### Textauszug
===

Geschrieben am 16-06-2013

Cottbus (ots) - Das immerhin hat die Linkspartei geschafft: Es
herrscht Konsens darüber, sich nicht mehr selbst zerfleischen zu
wollen. Zumindest bis auf Weiteres. Wer diese "Errungenschaft" gering
schätzt, der sollte sich an den Bundesparteitag in Göttingen vor fast
genau einem Jahr erinnern. Damals hatte der offene Hass zwischen
westdeutschen Fundamentalisten und ostdeutschen Reformern die Linke
beinah in die Spaltung getrieben. Umso deutlicher stand ihr
Wahlkonvent am Wochenende im Kontrast zu den aggressiven
Kampfhandlungen von damals: So viel Harmonie kannte man bislang
allenfalls von CDU-Parteitagen. Das nahende Wahldatum - bis zum
Urnengang im Bund sind es kaum mehr 100 Tage - hat seine
disziplinierende Wirkung auch bei den Linken nicht verfehlt.
Einstweilen triumphiert die Einsicht, dass der eine Flügel nicht
wirklich etwas gewinnen kann, wenn er den anderen bezwingt. Und
umgekehrt. Kaum etwas verabscheuen die Bürger nämlich mehr als einen
zerstrittenen politischen Haufen, der sich statt um sie nur um sich
selbst kümmert. Ansonsten freilich bleibt alles wie gehabt: Wer vom
Paradies auf Erden träumt, der ist bei der Linken bestens aufgehoben.
Ein Mindestlohn von zehn Euro, ein Hartz-IV-Regelsatz von 500 Euro,
eine Mindestrente von 1050 Euro - und alles zusammen natürlich
sofort. Schneller, weiter, höher, lautet die soziale Devise der
Linkspartei. Dass ein flächendeckender Mindestlohn von zehn Euro
unweigerlich zur Vernichtung von Arbeitsplätzen führen muss, Schwamm
drüber. Dass eine Mindestrente von 1050 Euro ungefähr dem entspricht,
wofür ein Durchschnittsverdiener gut 40 Jahre arbeiten muss, auch
egal. Obendrein ist gar von der Verheißung die Rede, ,,keine
Mindestsicherung mehr unter 1050 Euro" zu akzeptieren, egal ob jemand
erwerbsfähig ist oder nicht. Nach diesem Muster wird nicht nur der
Wert von Arbeit entwertet. Auf diese Weise würde der Sozialstaat zum
allmächtigen Fürsorgestaat. Und finanzieren sollen das Paradies
natürlich die "Reichen" - sofern es dann überhaupt noch welche gibt.

===

### Datenauszüge

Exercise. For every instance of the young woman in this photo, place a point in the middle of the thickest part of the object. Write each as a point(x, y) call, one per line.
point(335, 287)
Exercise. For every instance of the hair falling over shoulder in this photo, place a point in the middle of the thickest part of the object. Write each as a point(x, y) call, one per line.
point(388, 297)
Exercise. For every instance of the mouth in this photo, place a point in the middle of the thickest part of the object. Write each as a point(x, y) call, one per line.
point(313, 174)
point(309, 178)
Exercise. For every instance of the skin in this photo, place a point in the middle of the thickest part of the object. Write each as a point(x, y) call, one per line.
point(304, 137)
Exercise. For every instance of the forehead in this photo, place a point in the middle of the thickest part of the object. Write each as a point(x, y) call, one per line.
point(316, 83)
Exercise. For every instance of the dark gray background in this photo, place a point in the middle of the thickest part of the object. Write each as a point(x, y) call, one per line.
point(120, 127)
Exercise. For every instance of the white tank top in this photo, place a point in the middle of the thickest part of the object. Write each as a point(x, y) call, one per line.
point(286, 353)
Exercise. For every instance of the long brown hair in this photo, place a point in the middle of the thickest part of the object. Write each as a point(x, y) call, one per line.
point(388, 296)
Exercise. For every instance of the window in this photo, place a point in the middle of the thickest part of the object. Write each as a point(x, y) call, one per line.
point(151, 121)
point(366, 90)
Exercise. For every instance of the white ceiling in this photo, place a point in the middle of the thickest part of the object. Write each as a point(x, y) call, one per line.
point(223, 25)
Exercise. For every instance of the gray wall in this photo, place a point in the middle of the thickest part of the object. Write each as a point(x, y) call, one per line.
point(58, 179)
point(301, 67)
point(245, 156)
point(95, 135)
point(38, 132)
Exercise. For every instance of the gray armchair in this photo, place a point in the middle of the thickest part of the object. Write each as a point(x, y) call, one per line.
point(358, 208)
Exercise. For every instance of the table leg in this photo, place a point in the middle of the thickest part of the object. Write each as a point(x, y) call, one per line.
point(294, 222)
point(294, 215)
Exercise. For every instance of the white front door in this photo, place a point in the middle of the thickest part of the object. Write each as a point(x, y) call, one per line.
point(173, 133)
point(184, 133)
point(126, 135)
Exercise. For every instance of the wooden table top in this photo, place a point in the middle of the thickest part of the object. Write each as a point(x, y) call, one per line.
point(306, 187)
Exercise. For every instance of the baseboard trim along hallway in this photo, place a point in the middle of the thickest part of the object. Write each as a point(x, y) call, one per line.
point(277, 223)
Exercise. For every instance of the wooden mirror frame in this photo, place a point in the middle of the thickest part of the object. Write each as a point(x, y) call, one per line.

===

### Anforderungen
- 1) Wiederhole aus dem Kommentar zur Linkspartei wortgetreu den Abschnitt, der mit den Worten „Cottbus (ots) - Das“ beginnt und mit „Linken nicht verfehlt.“ endet.
- 2) Gib aus der Auflistung originalgetreu den Abschnitt wieder, der mit der Zeile beginnt, die „Exercise. For every instance of the window“ enthält, und mit der Zeile endet, die „point(294, 215)“ enthält, beide Zeilen eingeschlossen.

### Lösungen im Anschluss
- 1)
Cottbus (ots) - Das immerhin hat die Linkspartei geschafft: Es
herrscht Konsens darüber, sich nicht mehr selbst zerfleischen zu
wollen. Zumindest bis auf Weiteres. Wer diese "Errungenschaft" gering
schätzt, der sollte sich an den Bundesparteitag in Göttingen vor fast
genau einem Jahr erinnern. Damals hatte der offene Hass zwischen
westdeutschen Fundamentalisten und ostdeutschen Reformern die Linke
beinah in die Spaltung getrieben. Umso deutlicher stand ihr
Wahlkonvent am Wochenende im Kontrast zu den aggressiven
Kampfhandlungen von damals: So viel Harmonie kannte man bislang
allenfalls von CDU-Parteitagen. Das nahende Wahldatum - bis zum
Urnengang im Bund sind es kaum mehr 100 Tage - hat seine
disziplinierende Wirkung auch bei den Linken nicht verfehlt.

- 2)
Exercise. For every instance of the window in this photo, place a point in the middle of the thickest part of the object. Write each as a point(x, y) call, one per line.
point(151, 121)
point(366, 90)
Exercise. For every instance of the white ceiling in this photo, place a point in the middle of the thickest part of the object. Write each as a point(x, y) call, one per line.
point(223, 25)
Exercise. For every instance of the gray wall in this photo, place a point in the middle of the thickest part of the object. Write each as a point(x, y) call, one per line.
point(58, 179)
point(301, 67)
point(245, 156)
point(95, 135)
point(38, 132)
Exercise. For every instance of the gray armchair in this photo, place a point in the middle of the thickest part of the object. Write each as a point(x, y) call, one per line.
point(358, 208)
Exercise. For every instance of the table leg in this photo, place a point in the middle of the thickest part of the object. Write each as a point(x, y) call, one per line.
point(294, 222)
point(294, 215)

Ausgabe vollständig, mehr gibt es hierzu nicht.